▶ [REQUIREMENTS]: Please switch every "tab-separated" in the records below to "comma-separated" and write the records out again with nothing else altered.

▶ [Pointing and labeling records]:

● ● ● ● ●

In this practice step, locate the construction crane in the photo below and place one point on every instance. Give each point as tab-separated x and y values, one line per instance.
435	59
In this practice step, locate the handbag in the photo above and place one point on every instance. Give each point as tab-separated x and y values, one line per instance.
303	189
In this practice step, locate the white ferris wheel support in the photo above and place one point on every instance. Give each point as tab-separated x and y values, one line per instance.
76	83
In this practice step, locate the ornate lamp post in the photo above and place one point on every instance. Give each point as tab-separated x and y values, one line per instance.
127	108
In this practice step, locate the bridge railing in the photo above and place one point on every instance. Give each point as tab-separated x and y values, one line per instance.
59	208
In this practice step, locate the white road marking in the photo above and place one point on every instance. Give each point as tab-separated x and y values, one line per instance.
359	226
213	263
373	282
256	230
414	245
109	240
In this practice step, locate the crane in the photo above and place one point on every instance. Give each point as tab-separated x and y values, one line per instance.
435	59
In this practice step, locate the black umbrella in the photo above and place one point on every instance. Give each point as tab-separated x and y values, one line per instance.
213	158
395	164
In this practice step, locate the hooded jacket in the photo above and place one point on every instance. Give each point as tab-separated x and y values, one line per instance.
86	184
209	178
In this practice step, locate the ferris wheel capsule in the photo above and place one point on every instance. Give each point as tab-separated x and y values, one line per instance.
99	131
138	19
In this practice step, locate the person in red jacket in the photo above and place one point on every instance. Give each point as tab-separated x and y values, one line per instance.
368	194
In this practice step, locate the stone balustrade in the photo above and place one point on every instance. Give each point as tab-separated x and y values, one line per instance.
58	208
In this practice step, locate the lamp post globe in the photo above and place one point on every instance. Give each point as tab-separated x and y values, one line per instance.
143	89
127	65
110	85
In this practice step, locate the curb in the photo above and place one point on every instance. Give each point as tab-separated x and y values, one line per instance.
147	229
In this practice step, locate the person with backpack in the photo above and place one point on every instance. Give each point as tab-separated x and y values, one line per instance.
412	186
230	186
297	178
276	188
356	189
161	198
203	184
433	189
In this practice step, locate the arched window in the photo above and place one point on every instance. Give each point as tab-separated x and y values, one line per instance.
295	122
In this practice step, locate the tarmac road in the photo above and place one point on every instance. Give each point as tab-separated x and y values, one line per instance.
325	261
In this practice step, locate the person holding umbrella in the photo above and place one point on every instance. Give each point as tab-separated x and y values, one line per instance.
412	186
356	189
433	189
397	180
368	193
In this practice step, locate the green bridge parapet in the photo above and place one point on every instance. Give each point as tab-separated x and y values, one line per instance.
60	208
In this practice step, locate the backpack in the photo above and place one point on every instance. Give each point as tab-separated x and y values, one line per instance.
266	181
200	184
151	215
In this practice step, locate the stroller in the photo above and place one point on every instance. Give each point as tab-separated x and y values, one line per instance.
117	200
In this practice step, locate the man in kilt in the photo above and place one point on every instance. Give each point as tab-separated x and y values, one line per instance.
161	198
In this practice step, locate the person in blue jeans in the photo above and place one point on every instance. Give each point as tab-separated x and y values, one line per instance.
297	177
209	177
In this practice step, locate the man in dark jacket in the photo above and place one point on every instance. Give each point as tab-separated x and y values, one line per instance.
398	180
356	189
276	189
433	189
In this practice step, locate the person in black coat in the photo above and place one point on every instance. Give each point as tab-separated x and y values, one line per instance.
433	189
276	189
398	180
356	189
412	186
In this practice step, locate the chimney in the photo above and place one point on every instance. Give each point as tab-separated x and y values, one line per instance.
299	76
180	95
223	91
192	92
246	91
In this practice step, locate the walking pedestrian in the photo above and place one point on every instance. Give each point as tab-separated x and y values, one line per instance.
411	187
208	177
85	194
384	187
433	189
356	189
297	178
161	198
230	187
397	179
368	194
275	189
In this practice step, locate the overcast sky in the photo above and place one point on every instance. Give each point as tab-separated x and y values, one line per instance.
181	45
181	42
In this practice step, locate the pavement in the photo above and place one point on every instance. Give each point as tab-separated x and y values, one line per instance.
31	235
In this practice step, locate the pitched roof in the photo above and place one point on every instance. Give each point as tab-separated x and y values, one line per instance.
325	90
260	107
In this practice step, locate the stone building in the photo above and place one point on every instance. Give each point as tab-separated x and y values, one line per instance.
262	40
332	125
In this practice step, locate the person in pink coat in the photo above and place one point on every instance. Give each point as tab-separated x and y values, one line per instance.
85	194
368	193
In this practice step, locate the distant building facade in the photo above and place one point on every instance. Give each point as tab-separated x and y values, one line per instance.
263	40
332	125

● ● ● ● ●

▶ [EXERCISE SOLUTION]:
In this practice step, locate the construction crane in the photo below and place one point on every instance. Give each point as comma-separated x and y values, one line per instance.
435	59
In this practice step, locate the handbag in the photo above and place one point on every instance. Give each point as comma-separated x and y values, one line per instance.
303	189
In this practice step, locate the white ferris wheel support in the photo above and place one point on every instance. Give each point as comma-separated x and y values, one line per instance.
76	83
In this practice step, locate the ornate lamp post in the photo above and place one point on every instance. Give each point as comma-separated x and y values, one line per instance.
127	108
In this practice step, locate the bridge railing in the photo above and place one point on every instance. Give each point as comma-separated x and y values, one line per instance.
59	208
In this practice step, locate the white road marking in the photo above and place one point on every instance. Give each point as comma-separated x and y values, one line per instance.
359	226
213	263
373	282
256	230
414	245
109	240
In this practice step, locate the crane in the photo above and place one point on every instance. Give each point as comma-separated x and y values, one line per instance.
435	59
In this practice step, locate the black umbrella in the photo above and place one point on every instance. Give each point as comma-separated x and y values, one line per instance.
213	158
395	164
In this practice step, locate the hooded jacket in the photo above and place one point on every instance. Give each point as comma-separated x and y values, one line per instance.
86	184
209	178
In this practice step, locate the ferris wheel capsule in the photo above and place one point on every instance. Give each point as comma-separated x and y values, one line per instance.
99	131
138	19
In this practice step, locate the person in red jacket in the photo above and place one point on every instance. Give each point as comma-separated x and y values, one line per instance.
368	194
In this practice step, locate the stone balustrade in the photo above and place one point on every instance. Give each point as comma-separated x and y values, one line per instance.
58	208
In this practice step, locate the lamp post globe in the photo above and place one point on every instance. Give each point as comma-separated x and y values, one line per instance.
143	89
127	65
110	85
In this practice step, locate the curb in the photo above and place one point on every instance. Give each point as comma-separated x and y values, one line per instance.
147	229
In this practice step, locate the person with backpack in the photo above and place one point on every instance. Give each point as comma-separated x and y values, one line per instance.
412	186
230	186
297	178
276	188
356	189
161	198
203	184
433	189
In this practice step, locate the arched window in the photo above and place one point on every instance. Give each point as comma-separated x and y values, one line per instance.
295	122
In this practice step, locate the tarmac road in the photo above and place one point on every instance. Give each point as comma-separated x and y values, one line per instance.
325	261
In this practice step, locate the person holding umbrella in the photo above and place one point on every instance. Give each point as comma-separated x and y values, one line per instance.
412	186
356	189
433	189
397	180
368	193
In this practice step, locate the green bridge parapet in the photo above and place one point on every instance. Give each point as comma-separated x and y values, one line per instance.
60	208
In this practice step, locate the backpack in the photo above and place one point on every instance. Give each point as comma-separated x and y values, one line per instance.
266	181
200	184
151	215
In this practice step, locate the stroller in the photo above and place one point on every instance. Give each point as comma-separated x and y values, one line per instance.
117	200
In this practice step, locate the man in kilt in the photo above and place one point on every instance. Give each point as comma-separated x and y values, one line per instance.
161	198
In this practice step, locate the person in blue jeans in the photo above and place one point on every instance. Give each point as comma-separated x and y values, one line per instance.
297	177
209	177
In this practice step, locate the man in dark jacket in the photo above and place one point on every instance. Give each point as comma-separated x and y values, one line per instance.
398	180
356	189
276	189
433	189
In this practice step, locate the person in black coat in the photo above and place one point on every instance. Give each point as comma-separated x and y values, one line per instance.
433	189
276	189
398	180
356	189
412	186
In this practice step, locate the chimney in the photo above and place one point on every instance. Give each point as comma-separated x and y values, one line per instance.
299	76
180	95
223	91
192	92
246	91
In this practice step, locate the walking pedestrian in the photo above and place one point on every instance. Give each point as comma-separated x and y values, one line per instance.
411	187
208	177
85	194
384	187
433	189
356	189
297	178
161	198
230	187
397	179
368	194
275	189
In this practice step, locate the overcast sky in the photo above and place one point on every instance. Give each point as comma-separated x and y values, one line per instance.
181	45
181	42
In this practice step, locate the pavement in the photo above and place one point on every instance. Give each point as comma-separated x and y values, one line per instance.
31	235
In this practice step, locate the pitched roof in the photo above and place one point on every instance. Give each point as comma-separated x and y values, one line per instance.
325	90
260	107
In this practice step, locate the stone building in the photo above and place one point on every instance. Give each point as comma-separated x and y values, one line per instance.
262	40
332	125
In this practice step, locate the person in pink coat in the photo above and place one point on every instance. Give each point as comma-separated x and y values, one line per instance.
85	194
368	193
In this practice step, locate the distant building facade in the photo above and place one point on every instance. Give each point as comma-separated x and y values, one line per instance.
263	40
332	125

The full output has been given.